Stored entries
★ ★ ★

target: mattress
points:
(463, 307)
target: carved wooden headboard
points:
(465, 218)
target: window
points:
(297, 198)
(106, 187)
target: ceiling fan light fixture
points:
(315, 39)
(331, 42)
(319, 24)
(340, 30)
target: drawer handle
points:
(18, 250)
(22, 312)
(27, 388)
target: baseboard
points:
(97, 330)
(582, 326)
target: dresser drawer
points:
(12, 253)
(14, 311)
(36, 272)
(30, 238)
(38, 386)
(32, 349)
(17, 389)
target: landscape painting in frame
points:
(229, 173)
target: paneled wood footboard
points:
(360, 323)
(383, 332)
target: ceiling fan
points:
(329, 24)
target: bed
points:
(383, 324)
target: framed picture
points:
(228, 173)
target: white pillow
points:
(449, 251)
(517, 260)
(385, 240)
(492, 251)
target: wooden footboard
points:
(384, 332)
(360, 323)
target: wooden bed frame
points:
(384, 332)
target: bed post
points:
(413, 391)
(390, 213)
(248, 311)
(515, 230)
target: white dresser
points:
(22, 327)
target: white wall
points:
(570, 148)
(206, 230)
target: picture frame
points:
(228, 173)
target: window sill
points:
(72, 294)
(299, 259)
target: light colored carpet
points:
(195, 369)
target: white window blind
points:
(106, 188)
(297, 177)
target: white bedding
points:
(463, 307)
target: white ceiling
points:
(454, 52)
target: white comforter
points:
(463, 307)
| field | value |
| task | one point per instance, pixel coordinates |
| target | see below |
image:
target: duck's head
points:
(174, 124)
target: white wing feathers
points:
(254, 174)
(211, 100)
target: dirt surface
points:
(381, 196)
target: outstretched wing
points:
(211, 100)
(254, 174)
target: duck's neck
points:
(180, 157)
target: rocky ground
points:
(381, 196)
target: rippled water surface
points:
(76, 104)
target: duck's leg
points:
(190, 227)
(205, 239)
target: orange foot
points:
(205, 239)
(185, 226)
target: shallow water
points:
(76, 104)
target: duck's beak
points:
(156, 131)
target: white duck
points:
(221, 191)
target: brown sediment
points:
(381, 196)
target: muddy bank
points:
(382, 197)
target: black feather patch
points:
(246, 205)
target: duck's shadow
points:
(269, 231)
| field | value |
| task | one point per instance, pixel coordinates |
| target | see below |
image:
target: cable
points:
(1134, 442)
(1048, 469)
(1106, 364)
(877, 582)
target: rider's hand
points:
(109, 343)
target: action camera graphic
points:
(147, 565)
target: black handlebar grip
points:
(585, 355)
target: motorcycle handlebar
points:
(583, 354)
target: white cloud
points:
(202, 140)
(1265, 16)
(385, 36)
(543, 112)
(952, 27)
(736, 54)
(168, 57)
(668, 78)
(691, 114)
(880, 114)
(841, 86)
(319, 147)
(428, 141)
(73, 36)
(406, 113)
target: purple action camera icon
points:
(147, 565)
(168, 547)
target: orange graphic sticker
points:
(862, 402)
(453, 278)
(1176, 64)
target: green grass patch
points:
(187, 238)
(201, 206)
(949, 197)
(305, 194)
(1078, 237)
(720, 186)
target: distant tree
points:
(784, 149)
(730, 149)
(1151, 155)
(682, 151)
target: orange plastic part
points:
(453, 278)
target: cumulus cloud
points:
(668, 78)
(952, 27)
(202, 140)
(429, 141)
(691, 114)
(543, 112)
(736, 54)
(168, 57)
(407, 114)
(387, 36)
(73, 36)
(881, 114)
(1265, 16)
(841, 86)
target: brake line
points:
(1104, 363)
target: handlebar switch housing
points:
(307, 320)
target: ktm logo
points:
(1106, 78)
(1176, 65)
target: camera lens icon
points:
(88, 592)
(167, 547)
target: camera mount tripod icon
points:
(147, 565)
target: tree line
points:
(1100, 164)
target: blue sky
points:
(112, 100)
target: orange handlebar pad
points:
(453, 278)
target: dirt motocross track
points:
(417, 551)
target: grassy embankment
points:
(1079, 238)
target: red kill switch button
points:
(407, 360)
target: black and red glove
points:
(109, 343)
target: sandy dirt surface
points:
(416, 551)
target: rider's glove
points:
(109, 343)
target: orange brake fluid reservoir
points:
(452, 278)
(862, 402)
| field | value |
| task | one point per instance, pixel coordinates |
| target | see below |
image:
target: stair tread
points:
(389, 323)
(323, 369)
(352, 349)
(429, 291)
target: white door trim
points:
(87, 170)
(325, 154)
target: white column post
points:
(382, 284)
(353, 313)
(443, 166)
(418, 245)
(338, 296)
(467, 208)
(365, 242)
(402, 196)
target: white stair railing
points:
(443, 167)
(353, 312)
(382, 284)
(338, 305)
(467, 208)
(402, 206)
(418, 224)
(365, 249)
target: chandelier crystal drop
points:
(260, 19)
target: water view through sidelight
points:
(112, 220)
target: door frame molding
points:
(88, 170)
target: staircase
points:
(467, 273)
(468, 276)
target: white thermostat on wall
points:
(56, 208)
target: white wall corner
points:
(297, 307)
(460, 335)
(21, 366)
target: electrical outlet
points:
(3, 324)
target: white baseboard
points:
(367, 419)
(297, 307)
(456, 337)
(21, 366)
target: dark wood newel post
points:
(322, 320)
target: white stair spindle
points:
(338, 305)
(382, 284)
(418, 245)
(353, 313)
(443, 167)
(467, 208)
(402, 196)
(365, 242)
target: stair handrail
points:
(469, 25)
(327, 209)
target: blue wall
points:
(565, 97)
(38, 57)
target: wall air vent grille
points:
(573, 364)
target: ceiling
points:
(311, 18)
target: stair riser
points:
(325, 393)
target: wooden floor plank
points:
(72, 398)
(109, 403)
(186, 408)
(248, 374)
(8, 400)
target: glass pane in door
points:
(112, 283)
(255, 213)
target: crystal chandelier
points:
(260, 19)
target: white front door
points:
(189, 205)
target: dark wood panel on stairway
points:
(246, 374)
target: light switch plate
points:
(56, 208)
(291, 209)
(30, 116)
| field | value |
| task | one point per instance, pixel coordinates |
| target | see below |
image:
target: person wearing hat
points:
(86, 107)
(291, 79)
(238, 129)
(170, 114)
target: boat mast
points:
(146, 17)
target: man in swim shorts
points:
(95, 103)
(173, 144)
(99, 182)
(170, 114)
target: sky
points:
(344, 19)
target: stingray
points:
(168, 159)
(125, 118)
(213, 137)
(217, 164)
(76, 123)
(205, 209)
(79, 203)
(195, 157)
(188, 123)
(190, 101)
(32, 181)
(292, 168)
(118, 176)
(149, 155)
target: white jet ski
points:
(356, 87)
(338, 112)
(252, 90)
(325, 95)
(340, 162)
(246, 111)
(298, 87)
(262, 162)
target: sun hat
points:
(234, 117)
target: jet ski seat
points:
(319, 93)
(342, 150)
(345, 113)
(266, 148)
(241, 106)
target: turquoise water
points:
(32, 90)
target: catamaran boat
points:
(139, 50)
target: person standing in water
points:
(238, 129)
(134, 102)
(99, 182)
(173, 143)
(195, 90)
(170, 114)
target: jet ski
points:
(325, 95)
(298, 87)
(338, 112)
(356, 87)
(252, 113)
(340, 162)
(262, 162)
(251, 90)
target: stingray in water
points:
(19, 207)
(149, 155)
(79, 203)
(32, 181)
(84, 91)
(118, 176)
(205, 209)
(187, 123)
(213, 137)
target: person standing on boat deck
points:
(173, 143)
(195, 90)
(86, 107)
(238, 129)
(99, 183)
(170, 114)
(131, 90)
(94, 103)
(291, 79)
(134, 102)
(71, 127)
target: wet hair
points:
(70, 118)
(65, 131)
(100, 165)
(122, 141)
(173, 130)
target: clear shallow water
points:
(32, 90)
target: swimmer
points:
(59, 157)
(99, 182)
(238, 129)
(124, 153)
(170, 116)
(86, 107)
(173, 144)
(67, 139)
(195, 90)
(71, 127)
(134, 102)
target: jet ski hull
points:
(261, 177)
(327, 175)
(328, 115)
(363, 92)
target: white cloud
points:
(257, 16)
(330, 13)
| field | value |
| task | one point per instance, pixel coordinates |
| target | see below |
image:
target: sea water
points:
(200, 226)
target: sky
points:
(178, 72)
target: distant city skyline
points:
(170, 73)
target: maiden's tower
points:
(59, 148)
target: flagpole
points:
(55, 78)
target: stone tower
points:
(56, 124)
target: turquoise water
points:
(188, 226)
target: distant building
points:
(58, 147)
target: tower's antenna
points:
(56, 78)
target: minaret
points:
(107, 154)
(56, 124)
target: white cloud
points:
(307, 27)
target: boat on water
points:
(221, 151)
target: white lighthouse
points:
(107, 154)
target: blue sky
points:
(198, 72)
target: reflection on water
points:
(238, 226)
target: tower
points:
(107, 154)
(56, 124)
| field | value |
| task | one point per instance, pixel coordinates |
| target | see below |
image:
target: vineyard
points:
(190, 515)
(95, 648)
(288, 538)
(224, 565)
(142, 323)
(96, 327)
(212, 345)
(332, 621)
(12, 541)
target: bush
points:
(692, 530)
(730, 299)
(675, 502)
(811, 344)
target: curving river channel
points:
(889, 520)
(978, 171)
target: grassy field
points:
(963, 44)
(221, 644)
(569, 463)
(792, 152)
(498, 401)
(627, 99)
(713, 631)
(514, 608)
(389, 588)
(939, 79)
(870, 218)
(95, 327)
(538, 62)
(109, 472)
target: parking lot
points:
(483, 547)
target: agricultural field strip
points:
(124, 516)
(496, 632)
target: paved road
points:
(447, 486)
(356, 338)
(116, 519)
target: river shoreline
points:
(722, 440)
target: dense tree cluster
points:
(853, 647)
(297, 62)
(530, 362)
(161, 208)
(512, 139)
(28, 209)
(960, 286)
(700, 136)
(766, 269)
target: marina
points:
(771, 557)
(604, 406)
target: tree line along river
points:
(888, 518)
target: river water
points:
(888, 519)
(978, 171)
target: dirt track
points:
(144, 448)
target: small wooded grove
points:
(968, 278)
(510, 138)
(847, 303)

★ ★ ★

> _What the task asks_
Nothing outside the span should appear: transcribe the lines from the one containing "target: white lighthouse" through the last line of the records.

> _Solution_
target: white lighthouse
points:
(107, 154)
target: blue sky
points:
(198, 72)
target: reflection on water
points:
(238, 226)
target: tower
points:
(107, 154)
(56, 124)
| field | value |
| task | one point per instance, pixel coordinates |
| target | see below |
image:
target: vineyard
points:
(190, 515)
(95, 648)
(288, 538)
(224, 565)
(142, 323)
(96, 327)
(212, 345)
(332, 621)
(12, 541)
target: bush
points:
(692, 530)
(730, 299)
(675, 502)
(811, 344)
target: curving river channel
points:
(889, 520)
(978, 171)
target: grassy field
points:
(963, 44)
(221, 644)
(569, 463)
(792, 152)
(498, 401)
(627, 99)
(713, 631)
(514, 608)
(389, 588)
(939, 79)
(870, 218)
(95, 327)
(538, 62)
(109, 472)
target: parking lot
points:
(483, 547)
target: agricultural field strip
points:
(124, 516)
(496, 632)
target: paved road
points:
(447, 486)
(356, 338)
(116, 519)
target: river shoreline
points:
(722, 440)
target: dense tree cluster
points:
(853, 647)
(297, 62)
(530, 362)
(161, 208)
(512, 139)
(28, 209)
(960, 286)
(700, 136)
(766, 269)
target: marina
points:
(771, 557)
(604, 406)
target: tree line along river
points:
(888, 518)
target: river water
points:
(888, 519)
(978, 171)
target: dirt track
points:
(144, 448)
target: small wooded grove
points:
(968, 278)
(510, 138)
(847, 303)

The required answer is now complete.